**Compiti da svolgere**
A - Rispondi a queste domande sul testo dedicato ai campi di concentramento:
(i) Per quanto tempo fu deportato il nonno di chi scrive?
(ii) Di che cosa era priva la dieta dei deportati?
(iii) A che cosa conduceva i deportati quella dieta?
B - Prosegui il testo sui campi di concentramento a partire dall'ultima frase.

La fame rende liberi
Influenzato, nella mia infanzia, dai racconti di mio nonno (che fu deportato per due anni nei campi di concentramento nazisti) attualmente mi sto interessando alla storia di questi spazi chiusi e condizionanti in cui la vita rimaneva intrappolata e violata e dove ogni individuo veniva privato della sua identità.
I deportati venivano sottoposti ad una dieta estrema, priva di proteine, che li conduceva allo sfinimento e infine alla morte.

**Dati forniti**
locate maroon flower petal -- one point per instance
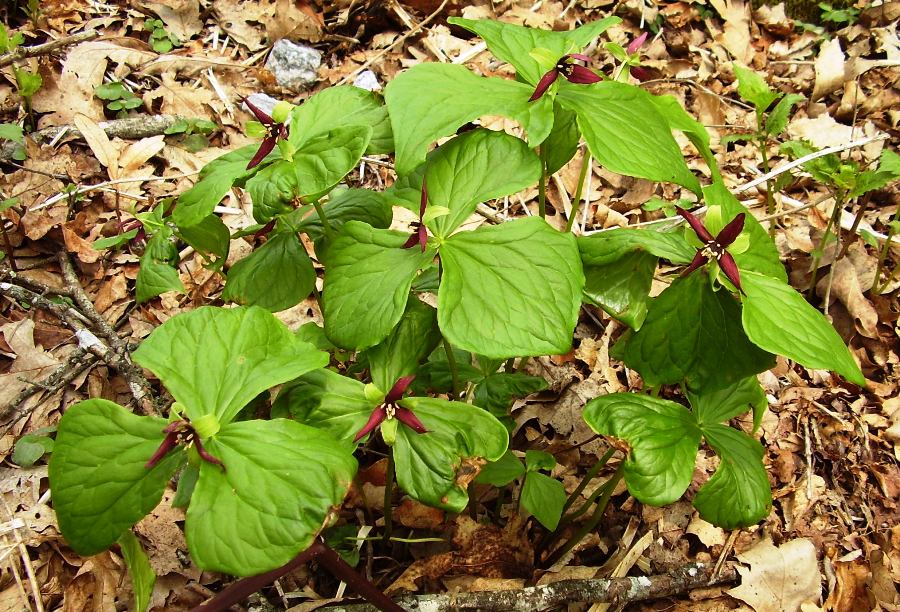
(408, 418)
(729, 267)
(398, 389)
(168, 443)
(582, 75)
(635, 44)
(696, 224)
(264, 149)
(730, 232)
(260, 115)
(699, 260)
(375, 419)
(544, 84)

**Risposte per compito**
A -
(i) Per due anni.
(ii) Di proteine.
(iii) Allo sfinimento e infine alla morte.

B -
Nella presente opera sono rappresentate le proteine actina e miosina che costituiscono il 70% circa delle proteine muscolari. Esse trasformano l’energia chimica in energia meccanica. Nell’opera le proteine fanno da sfondo al numero 174708 allo stesso modo in cui sul braccio dei deportati veniva tatuato il codice numerico. I primi tre numeri indicavano la provenienza geografica di ciascun prigioniero e 174 designava gli italiani. Il titolo dell’opera, “La fame rende liberi”, è la parafrasi della scritta posta sul cancello di Auschwitz
“ Il lavoro rende liberi “. Essa vuole suggerire il concetto, espresso da mio nonno, che i prigionieri avrebbero preferito morire di fame piuttosto che finire nei forni crematori, liberandosi così dalla nullità in cui erano stati trasformati all’entrata nei campi.